### Exercise details
In the photo post about a trip to the mountains of Uji City, where did the unmarked side road lead?

### Selected excerpt
Nikon D700 + Voigtländer 125mm f/2.5 cropped — 1/2000 sec, f/2.5, ISO 500 — map & image data — nearby photos
Rush Hour
in the rural mountains of Uji City, Kyoto Prefecture, Japan
As I mentioned in “What It Looks Like When Tiered Rice Paddies Go to Seed” the other day, I recently took another trip with Shimada-san and Paul Barr to the middle-of-nowhere mountains of Uji City (south-east of Kyoto).
On the way to the first spot we'd marked on the map, while winding through a thin mountain road, we came across an unmarked side road that Shimada-san knew lead to a dam (one dating to a power generator built almost 100 years ago). He knew that the road was closed off at some point along the way, but otherwise we didn't know what to expect, so checked it out.
Eventually the road did end just past a little village of perhaps half a dozen houses, so we did a U-turn and parked to soak up the quiet, peaceful vibe.
Nikon D700 + Voigtländer 125mm f/2.5 — 1/1000 sec, f/4, ISO 640 — map & image data — nearby photos
View From the End of the Road
looking across a recently-abandoned rice paddy
The paddies in this area had been abandoned, but relatively recently, unlike the ones in my previous post.
We parked at a wide spot in the road past the final house of the village, next to a plot of land being gardened by a pleasant gentleman who happened to be there at the time (one of perhaps four people we saw the entire time in the tiny village).
It was eminently pleasant just to take in the scenes from the end of the road. The final house was fronted by a formidable wall common in country houses...
Nikon D700 + Nikkor 24mm f/1.4 — 1/1000 sec, f/8, ISO 2000 — map & image data — nearby photos
Last House on the Right
The house itself was not actually visible, set back behind the fronting wall, but the wall and entrance itself was picturesque enough, including a floral-shaped window...
Nikon D700 + Voigtländer 125mm f/2.5 — 1/1000 sec, f/4, ISO 720 — map & image data — nearby photos
Old-Time Workmanship
Nikon D700 + Voigtländer 125mm f/2.5 — 1/1000 sec, f/5.6, ISO 4000 — map & image data — nearby photos
Entrance
The entrance proper was quite high above the level of the road, with ramps leading up. Standing in front I held the camera above my head and blindly shot, hoping I'd get a nice layered look....
Nikon D700 + Nikkor 24mm f/1.4 — 1/5000 sec, f/1.8, ISO 500 — map & image data — nearby photos
Entrance-Eye View
That photo didn't come out quite as I hoped, but this little are was rich with the kind of geometric patterns that I like for desktop background, so here are a few...

### Dataset extract
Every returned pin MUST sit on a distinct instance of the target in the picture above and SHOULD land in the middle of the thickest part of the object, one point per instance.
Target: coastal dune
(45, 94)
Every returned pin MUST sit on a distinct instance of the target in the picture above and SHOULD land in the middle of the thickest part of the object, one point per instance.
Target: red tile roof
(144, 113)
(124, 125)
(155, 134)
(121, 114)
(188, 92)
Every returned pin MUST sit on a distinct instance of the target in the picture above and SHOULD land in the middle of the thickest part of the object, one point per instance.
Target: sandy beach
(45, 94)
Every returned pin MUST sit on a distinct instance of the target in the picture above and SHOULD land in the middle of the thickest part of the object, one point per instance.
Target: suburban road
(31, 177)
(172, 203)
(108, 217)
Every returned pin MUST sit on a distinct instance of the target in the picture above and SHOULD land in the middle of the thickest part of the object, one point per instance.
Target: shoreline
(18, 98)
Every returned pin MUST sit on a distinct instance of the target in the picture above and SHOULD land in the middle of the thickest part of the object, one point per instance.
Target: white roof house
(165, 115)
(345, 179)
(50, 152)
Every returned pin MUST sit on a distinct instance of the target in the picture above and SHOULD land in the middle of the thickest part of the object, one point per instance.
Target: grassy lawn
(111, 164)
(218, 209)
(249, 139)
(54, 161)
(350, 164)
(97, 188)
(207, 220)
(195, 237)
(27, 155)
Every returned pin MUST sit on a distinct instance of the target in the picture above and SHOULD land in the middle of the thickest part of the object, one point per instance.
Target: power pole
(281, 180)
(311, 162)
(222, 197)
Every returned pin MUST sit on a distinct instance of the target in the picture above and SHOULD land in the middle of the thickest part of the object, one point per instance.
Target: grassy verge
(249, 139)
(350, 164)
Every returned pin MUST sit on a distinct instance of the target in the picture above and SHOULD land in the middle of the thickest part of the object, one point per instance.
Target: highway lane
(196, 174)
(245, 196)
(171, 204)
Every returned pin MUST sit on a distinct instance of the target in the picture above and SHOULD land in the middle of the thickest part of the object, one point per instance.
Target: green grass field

### Answer to the problem
It led to a dam dating to a power generator built almost 100 years ago.